=== Quoted passage ===

In this repo, I coded a Random Forest (RF) Model from scratch (using only NUMPY), achieving an 88% accuracy on UCI Census Income Dataset.
The goal is to use this RF Model to predict whether an individual's annual income is >=50,000. This makes it a binary classification problem, with two labels: 0, if an individual income is <50,000, and 1, if an individual's income is >=50,000.
rf_from_scratch
│ .gitignore
│ model_train_eval.ipynb
│ README.md
│ requirements.txt
│
├───assets
│ decision_tree.png
│
├───data
│ data.csv
│
└───src
datapipeline.py
decision_tree.py
random_forest.py
__init__.py
The diagram above shows the directory structure of this repo. The model files are located in src as decision_tree.py and random_forest.py. src/datapipeline.py is a data cleaning pipeline that process the data and does train test split.
Typically, we do not upload our data files on git repo, but for the purposes of replication and demonstration of the working model, I have included the data set I used from UCI machine learning repository into the data/ folder.
The file that is important if you would like to see me put the coded RF to use is model_train_eval.ipynb, located in root.
Random Forest is a multitude of Decision Trees. So, to build a Random Forest, we need to first code a Decision Tree.

===

Given exercise - According to the random forest repo description, what accuracy does the model reach on the UCI Census Income Dataset?

=== Data provided ===

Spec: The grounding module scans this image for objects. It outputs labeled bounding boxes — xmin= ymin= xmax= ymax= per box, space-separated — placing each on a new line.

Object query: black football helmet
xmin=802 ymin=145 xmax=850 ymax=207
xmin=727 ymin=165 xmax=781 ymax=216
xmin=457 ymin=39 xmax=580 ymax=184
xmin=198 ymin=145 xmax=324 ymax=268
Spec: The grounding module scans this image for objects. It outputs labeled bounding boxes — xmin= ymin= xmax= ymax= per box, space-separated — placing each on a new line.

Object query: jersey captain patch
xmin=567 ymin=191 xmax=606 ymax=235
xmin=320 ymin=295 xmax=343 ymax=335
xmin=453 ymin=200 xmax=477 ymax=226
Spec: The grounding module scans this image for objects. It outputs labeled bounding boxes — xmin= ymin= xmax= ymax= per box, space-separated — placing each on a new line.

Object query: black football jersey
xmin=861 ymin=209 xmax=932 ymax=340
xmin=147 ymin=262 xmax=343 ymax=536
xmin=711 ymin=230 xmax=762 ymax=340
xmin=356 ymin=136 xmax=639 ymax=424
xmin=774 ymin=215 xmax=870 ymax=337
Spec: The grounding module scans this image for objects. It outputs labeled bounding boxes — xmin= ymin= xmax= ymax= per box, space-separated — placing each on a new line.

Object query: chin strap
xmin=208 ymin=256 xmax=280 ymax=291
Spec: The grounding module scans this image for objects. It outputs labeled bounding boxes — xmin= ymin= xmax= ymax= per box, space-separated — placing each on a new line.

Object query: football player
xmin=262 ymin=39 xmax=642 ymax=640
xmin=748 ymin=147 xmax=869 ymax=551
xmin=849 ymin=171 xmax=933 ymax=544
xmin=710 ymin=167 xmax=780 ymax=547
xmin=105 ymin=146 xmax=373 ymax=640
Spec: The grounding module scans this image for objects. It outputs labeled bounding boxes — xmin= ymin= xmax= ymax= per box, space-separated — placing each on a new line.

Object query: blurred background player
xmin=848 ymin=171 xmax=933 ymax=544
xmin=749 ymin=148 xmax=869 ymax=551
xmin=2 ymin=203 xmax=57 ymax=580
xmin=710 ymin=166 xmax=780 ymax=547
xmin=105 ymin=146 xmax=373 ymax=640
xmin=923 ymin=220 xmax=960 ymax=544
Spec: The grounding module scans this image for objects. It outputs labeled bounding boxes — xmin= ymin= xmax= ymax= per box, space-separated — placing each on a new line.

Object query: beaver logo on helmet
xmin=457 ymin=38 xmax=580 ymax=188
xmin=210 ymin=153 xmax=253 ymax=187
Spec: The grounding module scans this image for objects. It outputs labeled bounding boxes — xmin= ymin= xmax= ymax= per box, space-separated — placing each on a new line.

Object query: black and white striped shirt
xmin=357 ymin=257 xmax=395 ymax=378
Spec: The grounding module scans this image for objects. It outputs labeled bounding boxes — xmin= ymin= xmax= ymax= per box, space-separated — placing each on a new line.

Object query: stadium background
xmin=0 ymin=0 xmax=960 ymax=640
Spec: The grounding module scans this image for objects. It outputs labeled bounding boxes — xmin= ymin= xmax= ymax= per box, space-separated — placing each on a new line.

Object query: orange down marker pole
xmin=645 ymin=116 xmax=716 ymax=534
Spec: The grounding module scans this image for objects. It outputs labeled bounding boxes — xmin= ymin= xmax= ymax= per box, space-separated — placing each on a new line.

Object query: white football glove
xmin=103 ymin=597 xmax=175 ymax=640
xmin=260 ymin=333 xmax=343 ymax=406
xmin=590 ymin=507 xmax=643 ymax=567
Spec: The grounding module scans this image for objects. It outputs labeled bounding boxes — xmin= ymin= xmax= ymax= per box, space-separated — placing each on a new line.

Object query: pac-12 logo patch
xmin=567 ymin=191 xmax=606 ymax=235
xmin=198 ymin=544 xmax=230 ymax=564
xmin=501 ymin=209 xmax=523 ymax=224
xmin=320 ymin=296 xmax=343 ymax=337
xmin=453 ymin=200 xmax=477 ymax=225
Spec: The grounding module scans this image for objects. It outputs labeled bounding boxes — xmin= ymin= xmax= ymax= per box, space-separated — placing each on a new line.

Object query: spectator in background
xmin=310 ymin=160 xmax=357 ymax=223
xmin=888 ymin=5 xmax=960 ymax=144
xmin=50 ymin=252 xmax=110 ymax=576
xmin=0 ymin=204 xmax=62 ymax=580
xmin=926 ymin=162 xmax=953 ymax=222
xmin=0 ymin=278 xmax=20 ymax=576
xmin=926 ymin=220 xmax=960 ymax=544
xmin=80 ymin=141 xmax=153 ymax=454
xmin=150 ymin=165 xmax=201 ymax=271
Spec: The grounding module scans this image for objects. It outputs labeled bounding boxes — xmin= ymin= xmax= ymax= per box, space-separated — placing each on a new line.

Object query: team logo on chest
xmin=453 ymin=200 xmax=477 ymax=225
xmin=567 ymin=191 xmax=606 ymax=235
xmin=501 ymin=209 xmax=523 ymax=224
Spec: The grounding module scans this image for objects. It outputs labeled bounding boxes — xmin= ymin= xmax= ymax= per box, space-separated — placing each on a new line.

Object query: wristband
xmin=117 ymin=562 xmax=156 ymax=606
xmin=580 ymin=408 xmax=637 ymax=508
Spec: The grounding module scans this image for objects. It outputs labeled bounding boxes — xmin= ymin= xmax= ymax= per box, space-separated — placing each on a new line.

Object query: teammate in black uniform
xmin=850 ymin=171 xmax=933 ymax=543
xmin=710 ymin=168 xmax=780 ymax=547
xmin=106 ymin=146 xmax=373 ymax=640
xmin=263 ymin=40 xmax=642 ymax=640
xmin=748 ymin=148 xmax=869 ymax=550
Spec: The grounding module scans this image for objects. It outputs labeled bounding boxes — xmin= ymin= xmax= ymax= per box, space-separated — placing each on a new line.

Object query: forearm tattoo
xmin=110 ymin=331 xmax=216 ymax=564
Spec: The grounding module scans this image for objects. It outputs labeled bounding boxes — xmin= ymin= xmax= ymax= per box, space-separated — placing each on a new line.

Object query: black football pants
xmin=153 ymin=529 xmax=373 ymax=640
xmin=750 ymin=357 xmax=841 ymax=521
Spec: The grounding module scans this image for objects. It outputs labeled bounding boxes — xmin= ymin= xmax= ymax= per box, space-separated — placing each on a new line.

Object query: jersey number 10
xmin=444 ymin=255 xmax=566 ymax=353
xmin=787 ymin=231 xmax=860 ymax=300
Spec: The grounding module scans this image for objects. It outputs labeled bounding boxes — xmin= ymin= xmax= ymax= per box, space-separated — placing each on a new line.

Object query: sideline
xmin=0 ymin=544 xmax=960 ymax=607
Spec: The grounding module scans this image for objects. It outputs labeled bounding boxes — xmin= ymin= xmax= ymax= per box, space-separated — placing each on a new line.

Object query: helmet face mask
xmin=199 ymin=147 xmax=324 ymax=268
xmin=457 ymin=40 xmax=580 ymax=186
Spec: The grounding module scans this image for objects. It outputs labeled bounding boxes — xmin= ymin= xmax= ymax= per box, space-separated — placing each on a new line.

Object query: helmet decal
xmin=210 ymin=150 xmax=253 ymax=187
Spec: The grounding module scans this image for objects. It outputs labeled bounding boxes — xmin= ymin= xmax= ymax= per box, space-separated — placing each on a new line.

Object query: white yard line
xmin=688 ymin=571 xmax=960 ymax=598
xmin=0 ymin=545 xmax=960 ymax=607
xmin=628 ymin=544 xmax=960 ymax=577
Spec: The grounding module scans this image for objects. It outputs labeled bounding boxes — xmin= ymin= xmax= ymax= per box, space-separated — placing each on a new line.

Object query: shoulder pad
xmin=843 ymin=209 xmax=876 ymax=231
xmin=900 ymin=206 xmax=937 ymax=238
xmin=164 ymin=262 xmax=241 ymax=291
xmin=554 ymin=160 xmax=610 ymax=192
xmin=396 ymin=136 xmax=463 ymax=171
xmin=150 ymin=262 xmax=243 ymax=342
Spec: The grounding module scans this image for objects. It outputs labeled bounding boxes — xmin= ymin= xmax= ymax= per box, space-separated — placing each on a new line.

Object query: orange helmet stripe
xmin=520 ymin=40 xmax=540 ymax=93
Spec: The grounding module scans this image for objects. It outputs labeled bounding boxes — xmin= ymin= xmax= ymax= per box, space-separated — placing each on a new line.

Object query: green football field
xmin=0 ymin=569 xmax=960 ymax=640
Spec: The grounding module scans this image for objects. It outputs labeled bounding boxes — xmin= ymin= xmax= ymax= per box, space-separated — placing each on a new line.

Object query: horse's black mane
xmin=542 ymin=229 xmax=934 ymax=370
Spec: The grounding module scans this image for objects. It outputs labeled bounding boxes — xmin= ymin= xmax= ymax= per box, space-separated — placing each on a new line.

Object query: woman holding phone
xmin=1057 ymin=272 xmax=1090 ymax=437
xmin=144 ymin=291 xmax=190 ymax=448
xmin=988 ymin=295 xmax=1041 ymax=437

===

Answer in full - 88%